Direito à terra e a uma vida livre de violência

As campanhas internacionais são uma forma de luta marcante na história da Via Campesina, e têm contado com o protagonismo das mulheres. São campanhas pela proteção de sementes nativas, pelos direitos camponeses, contra a OMC e contra a violência patriarcal no campo. Esta última é uma agenda permanente, que se expressou com força durante a assembleia. O feminismo é necessário para retirar as mulheres do silêncio, como lembrou Hortense em sua fala.

“Na nossa tradição, a mulher não tem direito de falar na frente dos homens quando eles estão falando. As mulheres ficam na cozinha para alimentar os homens. Essa tradição nos bloqueou, junto com a religião. Mas as mulheres começaram a acordar, reivindicar os direitos para estar lado a lado com os homens. As mulheres africanas vão quebrar o silêncio. Hoje, se a mulher não estiver na terra, não tem ninguém para cultivá-la”.
#####
# Enunciado 1
Responda com base no texto:
(a) Além da violência patriarcal no campo, contra que organização se voltam as campanhas internacionais?
(b) O que é necessário para retirar as mulheres do silêncio?
(c) Na fala citada, onde ficam as mulheres para alimentar os homens?
# Enunciado 2
Cada afirmação abaixo concorda com o texto? Responda sim ou não e cite as palavras do texto que decidem.
(a) As campanhas internacionais têm contado com o protagonismo das mulheres.
(b) A luta contra a violência patriarcal no campo é uma agenda passageira.
(c) Na fala citada, a tradição bloqueou as mulheres junto com a religião.
# Enunciado 3
Copie sem alterações um trecho do texto: comece nas palavras "As campanhas internacionais" e pare depois de "em sua fala.".

# Dados fornecidos
#####
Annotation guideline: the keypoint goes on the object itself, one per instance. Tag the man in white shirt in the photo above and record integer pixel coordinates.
#####
# Resposta do exercício 1
(a) Contra a OMC.
(b) O feminismo.
(c) Na cozinha.

# Resposta do exercício 2
(a) Sim: "e têm contado com o protagonismo das mulheres".
(b) Não: "Esta última é uma agenda permanente".
(c) Sim: "Essa tradição nos bloqueou, junto com a religião."

# Resposta do exercício 3
As campanhas internacionais são uma forma de luta marcante na história da Via Campesina, e têm contado com o protagonismo das mulheres. São campanhas pela proteção de sementes nativas, pelos direitos camponeses, contra a OMC e contra a violência patriarcal no campo. Esta última é uma agenda permanente, que se expressou com força durante a assembleia. O feminismo é necessário para retirar as mulheres do silêncio, como lembrou Hortense em sua fala.